* [Work to do]: Convert the entries, starting at the line that contains "segment the **black winter jacket**" and ending at the last line of the entries, into a JSON list of strings with one string per line, leaving out any blank lines.

* [Records provided]:

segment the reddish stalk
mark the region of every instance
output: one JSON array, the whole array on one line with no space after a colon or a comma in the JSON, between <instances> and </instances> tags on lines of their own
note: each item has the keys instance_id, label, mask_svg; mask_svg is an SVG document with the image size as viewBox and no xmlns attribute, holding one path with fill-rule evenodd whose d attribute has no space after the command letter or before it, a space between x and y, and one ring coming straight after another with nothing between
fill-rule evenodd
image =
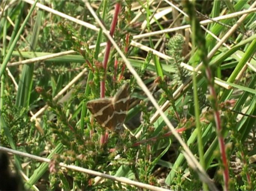
<instances>
[{"instance_id":1,"label":"reddish stalk","mask_svg":"<svg viewBox=\"0 0 256 191\"><path fill-rule=\"evenodd\" d=\"M113 36L115 28L115 26L117 22L117 16L120 10L121 4L120 3L116 3L115 6L115 12L114 16L112 20L112 23L110 27L109 30L109 34L111 37ZM102 65L103 68L105 71L105 76L104 79L100 81L100 97L102 98L105 97L105 79L106 78L106 74L107 65L108 65L108 57L109 56L110 52L110 48L111 48L111 43L110 40L108 41L106 46L106 51L104 54L104 58Z\"/></svg>"},{"instance_id":2,"label":"reddish stalk","mask_svg":"<svg viewBox=\"0 0 256 191\"><path fill-rule=\"evenodd\" d=\"M115 31L115 26L117 25L117 16L119 13L121 6L121 4L119 2L116 3L115 6L115 12L114 15L112 19L112 22L110 26L110 29L109 30L109 34L111 37L113 37L113 35ZM103 68L104 69L105 74L104 79L100 81L100 97L103 98L105 97L105 80L106 79L106 74L107 66L108 65L108 57L109 56L109 53L110 53L110 48L111 48L111 43L109 40L108 41L106 46L106 51L105 51L105 54L104 54L104 58L103 59L103 62L102 65L103 65ZM108 133L106 132L105 135L102 134L101 135L100 138L100 144L102 145L104 144L106 141L108 141Z\"/></svg>"},{"instance_id":3,"label":"reddish stalk","mask_svg":"<svg viewBox=\"0 0 256 191\"><path fill-rule=\"evenodd\" d=\"M128 52L128 44L129 43L129 38L130 38L130 33L128 32L126 34L126 45L125 47L124 48L124 53L126 54L127 52ZM120 76L119 77L119 79L118 79L118 81L120 81L124 75L124 69L125 69L125 66L126 65L124 64L123 65L123 67L122 67L122 70L121 71L121 73L120 75Z\"/></svg>"},{"instance_id":4,"label":"reddish stalk","mask_svg":"<svg viewBox=\"0 0 256 191\"><path fill-rule=\"evenodd\" d=\"M244 158L244 154L243 152L241 153L241 156L243 158L243 162L244 163L244 165L246 165L247 164L247 162L246 162L246 160ZM248 183L250 185L251 185L252 182L251 181L251 177L250 176L250 174L248 171L246 172L246 178L247 178L247 181L248 182Z\"/></svg>"},{"instance_id":5,"label":"reddish stalk","mask_svg":"<svg viewBox=\"0 0 256 191\"><path fill-rule=\"evenodd\" d=\"M208 81L211 82L211 79L213 79L212 78L211 72L210 68L208 66L205 69L205 73ZM217 101L217 97L216 95L215 90L214 88L212 83L210 83L208 86L210 94L213 97L214 100L214 105L213 106L214 115L216 124L216 129L217 136L218 137L219 144L220 147L220 151L222 163L223 163L224 168L223 172L223 178L225 184L224 190L228 190L228 181L229 179L228 164L228 163L225 149L225 141L221 134L222 128L220 125L220 113L218 110L218 104Z\"/></svg>"},{"instance_id":6,"label":"reddish stalk","mask_svg":"<svg viewBox=\"0 0 256 191\"><path fill-rule=\"evenodd\" d=\"M115 68L115 72L114 72L114 76L113 78L113 80L114 82L115 82L117 79L117 65L118 65L117 59L115 59L115 64L114 65L114 67Z\"/></svg>"}]
</instances>

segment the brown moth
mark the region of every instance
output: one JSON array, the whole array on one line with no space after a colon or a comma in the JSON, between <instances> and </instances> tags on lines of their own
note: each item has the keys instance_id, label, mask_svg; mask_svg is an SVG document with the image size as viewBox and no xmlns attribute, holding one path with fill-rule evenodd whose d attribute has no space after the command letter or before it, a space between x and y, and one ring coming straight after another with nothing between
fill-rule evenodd
<instances>
[{"instance_id":1,"label":"brown moth","mask_svg":"<svg viewBox=\"0 0 256 191\"><path fill-rule=\"evenodd\" d=\"M87 108L102 127L117 132L122 128L128 110L129 87L129 84L126 83L112 98L87 102Z\"/></svg>"}]
</instances>

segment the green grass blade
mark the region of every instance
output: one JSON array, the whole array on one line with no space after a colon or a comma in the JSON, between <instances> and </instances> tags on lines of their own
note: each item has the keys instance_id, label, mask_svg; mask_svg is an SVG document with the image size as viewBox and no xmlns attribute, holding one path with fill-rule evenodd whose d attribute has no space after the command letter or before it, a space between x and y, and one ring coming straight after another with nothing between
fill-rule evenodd
<instances>
[{"instance_id":1,"label":"green grass blade","mask_svg":"<svg viewBox=\"0 0 256 191\"><path fill-rule=\"evenodd\" d=\"M8 53L6 54L6 56L5 58L4 58L4 59L3 62L3 63L1 66L1 68L0 68L0 77L1 77L2 75L3 75L3 74L4 71L4 70L5 70L5 68L6 66L6 65L7 65L7 63L10 59L10 58L12 55L12 51L14 49L14 48L15 48L15 47L16 46L16 44L17 44L18 40L19 40L19 36L21 35L21 32L22 32L23 31L23 29L24 29L24 28L25 27L27 22L28 20L28 19L30 17L30 15L34 10L34 9L36 6L36 4L37 3L37 1L38 0L36 0L34 4L33 4L31 7L30 9L29 10L29 12L27 15L27 16L24 20L24 21L23 22L22 25L21 26L20 28L19 28L19 31L18 31L17 35L16 35L15 38L14 38L12 44L12 45L10 47L10 49L8 50Z\"/></svg>"},{"instance_id":2,"label":"green grass blade","mask_svg":"<svg viewBox=\"0 0 256 191\"><path fill-rule=\"evenodd\" d=\"M59 143L49 155L47 159L51 159L54 154L61 153L63 150L63 145L61 143ZM32 185L36 183L48 170L48 166L49 164L48 163L43 162L34 170L33 174L25 184L25 187L26 189L30 189L32 188Z\"/></svg>"},{"instance_id":3,"label":"green grass blade","mask_svg":"<svg viewBox=\"0 0 256 191\"><path fill-rule=\"evenodd\" d=\"M30 47L32 50L35 49L37 44L42 15L43 12L42 11L38 12L36 21L33 28L30 43ZM33 63L24 66L19 81L15 103L16 106L27 107L29 106L33 73Z\"/></svg>"}]
</instances>

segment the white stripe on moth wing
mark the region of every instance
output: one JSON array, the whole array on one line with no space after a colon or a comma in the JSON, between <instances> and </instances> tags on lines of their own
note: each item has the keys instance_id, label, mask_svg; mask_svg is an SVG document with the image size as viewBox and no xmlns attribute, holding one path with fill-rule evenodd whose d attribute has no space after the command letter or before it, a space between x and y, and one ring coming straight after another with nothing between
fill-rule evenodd
<instances>
[{"instance_id":1,"label":"white stripe on moth wing","mask_svg":"<svg viewBox=\"0 0 256 191\"><path fill-rule=\"evenodd\" d=\"M108 123L108 122L111 119L112 119L114 116L114 115L115 114L124 114L124 115L126 115L127 113L127 111L123 111L122 110L121 110L120 112L117 112L115 111L113 113L113 114L111 115L111 116L109 116L109 115L108 117L108 119L107 119L106 120L104 123L102 123L101 124L101 126L102 126L103 127L105 127L105 126L106 126L106 125Z\"/></svg>"},{"instance_id":2,"label":"white stripe on moth wing","mask_svg":"<svg viewBox=\"0 0 256 191\"><path fill-rule=\"evenodd\" d=\"M115 114L126 114L126 113L127 113L127 111L126 110L125 110L124 111L121 110L120 112L117 112L116 111L114 113Z\"/></svg>"},{"instance_id":3,"label":"white stripe on moth wing","mask_svg":"<svg viewBox=\"0 0 256 191\"><path fill-rule=\"evenodd\" d=\"M109 106L111 106L112 104L112 103L111 103L101 108L100 110L99 110L99 111L97 113L95 113L94 114L92 114L93 116L95 118L95 117L97 117L97 116L99 116L99 115L103 115L103 111L104 111L105 109L109 107Z\"/></svg>"},{"instance_id":4,"label":"white stripe on moth wing","mask_svg":"<svg viewBox=\"0 0 256 191\"><path fill-rule=\"evenodd\" d=\"M124 98L120 99L120 100L118 100L115 102L115 104L116 104L117 103L119 103L119 102L123 102L124 103L125 102L126 102L128 100L129 100L129 98L130 98L129 97L125 97ZM113 100L113 101L114 101L114 100Z\"/></svg>"}]
</instances>

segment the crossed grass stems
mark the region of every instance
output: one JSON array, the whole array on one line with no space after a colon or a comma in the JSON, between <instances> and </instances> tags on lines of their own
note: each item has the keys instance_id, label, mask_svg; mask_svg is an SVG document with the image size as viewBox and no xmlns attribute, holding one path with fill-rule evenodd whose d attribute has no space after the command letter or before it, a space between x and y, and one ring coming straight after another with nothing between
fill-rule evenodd
<instances>
[{"instance_id":1,"label":"crossed grass stems","mask_svg":"<svg viewBox=\"0 0 256 191\"><path fill-rule=\"evenodd\" d=\"M88 4L88 3L87 2L87 7L88 7L88 8L89 7L89 5L90 5ZM244 19L245 18L245 16L243 17L243 19ZM243 19L241 19L241 20L242 20ZM240 20L239 21L240 21ZM100 23L99 23L99 24L100 24ZM237 26L237 27L238 26L238 26ZM221 41L220 42L220 43L219 43L219 44L218 45L217 45L218 46L216 46L216 51L217 51L217 49L219 48L219 47L220 47L222 44L224 43L224 42L226 40L226 39L227 39L227 38L228 38L229 36L230 36L230 35L231 35L231 34L232 34L232 32L234 32L235 31L235 30L237 28L234 28L233 29L230 29L230 31L229 31L229 32L228 32L228 33L227 33L227 34L228 34L226 35L226 36L225 37L225 38L224 38L224 37L223 37L223 39L222 39L222 41ZM232 29L232 30L231 30L231 29ZM105 33L105 34L106 34L106 35L107 35L107 36L108 36L108 32L107 32L106 30L105 30L105 29L103 29L103 32ZM111 40L111 41L113 40L110 37L108 36L108 38L109 38L109 39L110 40ZM112 44L114 45L114 46L115 46L115 44L114 42L112 42ZM218 46L219 46L219 47L218 47ZM115 48L117 48L117 50L118 50L118 47L115 47ZM149 48L149 49L150 49L150 48ZM155 54L156 54L156 52L155 51L154 52L154 53ZM211 53L211 53L211 54L209 53L209 58L210 58L210 57L211 57L211 56L212 56L213 55L213 54L214 54L214 53L215 53L215 52L211 52ZM121 56L122 56L121 54L120 54L121 55ZM124 55L123 55L123 56L124 56ZM124 58L125 58L125 57L124 57ZM126 59L125 59L124 58L123 58L123 59L124 59L124 60L125 60L125 61L126 61L126 63L127 65L129 65L129 61L128 61L128 60L126 60ZM199 66L200 66L200 65L199 65ZM129 68L129 67L128 67L128 66L127 66L127 68L128 68L128 69L129 69L129 70L130 70L130 70L131 71L131 72L132 72L132 71L135 72L135 71L133 71L133 69L132 69L132 68ZM199 66L198 66L198 69L199 69ZM195 70L195 71L197 71L197 70L197 70L196 69ZM83 73L84 73L84 72L85 72L84 71L83 71ZM136 75L136 74L135 74L135 76L137 76ZM137 76L137 77L138 77L138 76ZM137 79L138 80L138 81L139 81L139 78L138 78L138 79ZM77 79L77 80L78 80L78 79ZM70 84L69 85L70 85L69 86L69 87L70 87L71 86L71 85L72 85L72 84L73 84L73 83L75 83L76 81L76 80L74 81L72 81L72 83ZM141 81L140 81L140 82L141 83L142 82L141 82ZM187 82L187 84L183 84L183 85L182 85L181 86L181 87L180 87L179 88L178 88L177 89L177 90L176 91L175 91L175 92L174 93L174 97L177 97L180 94L180 92L181 92L181 91L184 91L184 90L185 89L186 89L186 87L188 87L188 85L190 83L191 83L191 81L188 81L188 82ZM144 85L144 84L141 84L141 83L138 83L138 84L139 84L139 85L141 85L141 86L142 87L142 88L142 88L142 89L143 89L144 90L145 90L145 91L147 92L147 90L146 89L145 89L145 85ZM63 89L65 89L65 88L63 88ZM66 88L66 89L65 90L65 91L62 91L61 92L61 93L64 93L66 91L66 90L67 90L67 88ZM148 91L147 92L147 93L148 93ZM57 99L58 99L58 97L59 97L59 96L60 96L60 95L61 95L61 94L58 94L58 96L57 97L56 97L56 100L57 100ZM167 108L169 107L169 103L168 103L168 101L166 101L166 103L165 103L163 104L163 106L162 107L162 109L163 109L163 110L165 110L165 109L167 109ZM45 110L46 110L46 109L47 109L47 108L45 108L45 109L44 109L44 111L45 111ZM161 113L161 112L160 112L160 110L159 110L159 108L157 108L157 109L158 113ZM158 116L159 116L157 114L158 114L158 113L157 113L156 115L155 115L155 116L153 116L151 118L151 122L154 122L154 120L156 120L156 119L157 119L157 118L158 118ZM36 114L35 115L36 116ZM36 118L35 118L35 117L32 117L32 118L31 118L31 119L33 119L33 118L34 119L36 119Z\"/></svg>"}]
</instances>

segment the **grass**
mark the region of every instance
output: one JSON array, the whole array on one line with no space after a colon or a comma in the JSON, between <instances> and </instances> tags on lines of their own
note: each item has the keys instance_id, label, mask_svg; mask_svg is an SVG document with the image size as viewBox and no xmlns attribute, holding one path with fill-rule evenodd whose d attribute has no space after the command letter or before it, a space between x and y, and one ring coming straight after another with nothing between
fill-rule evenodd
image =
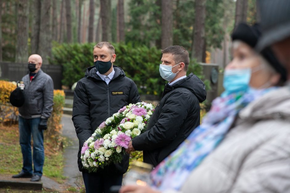
<instances>
[{"instance_id":1,"label":"grass","mask_svg":"<svg viewBox=\"0 0 290 193\"><path fill-rule=\"evenodd\" d=\"M18 125L0 125L0 173L17 174L22 167L22 155L19 144ZM53 179L59 183L63 182L66 178L62 174L64 167L62 151L54 150L47 142L44 144L44 153L43 175Z\"/></svg>"}]
</instances>

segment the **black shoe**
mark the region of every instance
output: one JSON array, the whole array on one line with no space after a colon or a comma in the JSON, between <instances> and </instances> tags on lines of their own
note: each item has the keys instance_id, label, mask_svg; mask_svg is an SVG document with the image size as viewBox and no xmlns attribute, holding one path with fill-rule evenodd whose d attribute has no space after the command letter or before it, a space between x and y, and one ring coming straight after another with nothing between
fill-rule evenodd
<instances>
[{"instance_id":1,"label":"black shoe","mask_svg":"<svg viewBox=\"0 0 290 193\"><path fill-rule=\"evenodd\" d=\"M18 174L12 176L12 177L14 178L31 178L32 176L32 174L25 173L23 172L23 171L22 171Z\"/></svg>"},{"instance_id":2,"label":"black shoe","mask_svg":"<svg viewBox=\"0 0 290 193\"><path fill-rule=\"evenodd\" d=\"M39 176L38 175L35 175L33 176L33 177L31 178L31 179L30 180L30 181L32 181L32 182L38 182L40 180L41 178L41 176Z\"/></svg>"}]
</instances>

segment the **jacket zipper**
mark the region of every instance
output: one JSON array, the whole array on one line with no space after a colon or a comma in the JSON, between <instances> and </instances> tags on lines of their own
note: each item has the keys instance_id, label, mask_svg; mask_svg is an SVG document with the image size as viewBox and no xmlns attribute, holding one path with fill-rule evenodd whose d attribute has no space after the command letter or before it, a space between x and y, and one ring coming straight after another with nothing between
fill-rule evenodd
<instances>
[{"instance_id":1,"label":"jacket zipper","mask_svg":"<svg viewBox=\"0 0 290 193\"><path fill-rule=\"evenodd\" d=\"M110 117L110 95L109 94L109 85L107 85L107 93L108 93L108 117Z\"/></svg>"}]
</instances>

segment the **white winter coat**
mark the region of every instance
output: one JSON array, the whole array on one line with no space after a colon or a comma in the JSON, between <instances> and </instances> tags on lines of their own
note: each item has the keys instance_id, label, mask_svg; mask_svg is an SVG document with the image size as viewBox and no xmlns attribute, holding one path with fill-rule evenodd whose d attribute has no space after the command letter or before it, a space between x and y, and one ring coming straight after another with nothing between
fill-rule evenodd
<instances>
[{"instance_id":1,"label":"white winter coat","mask_svg":"<svg viewBox=\"0 0 290 193\"><path fill-rule=\"evenodd\" d=\"M290 86L249 104L235 125L180 192L290 192Z\"/></svg>"}]
</instances>

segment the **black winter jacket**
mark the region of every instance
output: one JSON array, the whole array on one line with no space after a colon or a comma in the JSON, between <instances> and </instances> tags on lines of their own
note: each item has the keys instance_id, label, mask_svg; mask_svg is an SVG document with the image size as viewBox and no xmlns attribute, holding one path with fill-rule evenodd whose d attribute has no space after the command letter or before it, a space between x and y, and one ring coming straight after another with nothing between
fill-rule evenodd
<instances>
[{"instance_id":1,"label":"black winter jacket","mask_svg":"<svg viewBox=\"0 0 290 193\"><path fill-rule=\"evenodd\" d=\"M78 165L83 170L81 150L84 143L97 128L121 108L130 103L140 102L136 84L126 76L120 68L114 66L115 74L107 85L97 74L94 66L88 68L85 76L77 82L74 91L72 121L79 142ZM98 173L125 173L128 169L129 156L124 156L119 164L112 165Z\"/></svg>"},{"instance_id":2,"label":"black winter jacket","mask_svg":"<svg viewBox=\"0 0 290 193\"><path fill-rule=\"evenodd\" d=\"M146 131L132 140L135 150L143 150L144 162L156 166L199 125L199 103L206 96L204 84L192 73L166 84Z\"/></svg>"}]
</instances>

* [Expected output]:
[
  "segment the **black winter jacket**",
  "mark the region of every instance",
  "output: one JSON array, the whole array on one line with no space after a colon or a comma in the JSON, between <instances> and </instances> tags on lines of their own",
  "note: each item has the keys instance_id, label, mask_svg; mask_svg is an SVG document with the image size as viewBox and no xmlns attribute, holding one path with fill-rule evenodd whose d attribute has no space after the command letter or before it, a space between x and y, and one ring coming straight after another with nothing between",
  "fill-rule evenodd",
  "<instances>",
  "[{\"instance_id\":1,\"label\":\"black winter jacket\",\"mask_svg\":\"<svg viewBox=\\\"0 0 290 193\\\"><path fill-rule=\\\"evenodd\\\" d=\\\"M78 165L83 170L81 150L84 143L97 128L121 108L130 103L140 102L136 84L126 76L120 68L114 66L115 74L107 85L97 74L94 66L88 68L85 76L77 82L74 91L72 121L79 142ZM98 173L125 173L128 169L129 156L124 156L119 164L112 165Z\\\"/></svg>\"},{\"instance_id\":2,\"label\":\"black winter jacket\",\"mask_svg\":\"<svg viewBox=\\\"0 0 290 193\\\"><path fill-rule=\\\"evenodd\\\" d=\\\"M146 131L132 140L135 150L143 150L144 162L156 166L199 125L199 103L206 96L204 84L192 73L166 84Z\\\"/></svg>\"}]",
  "</instances>"
]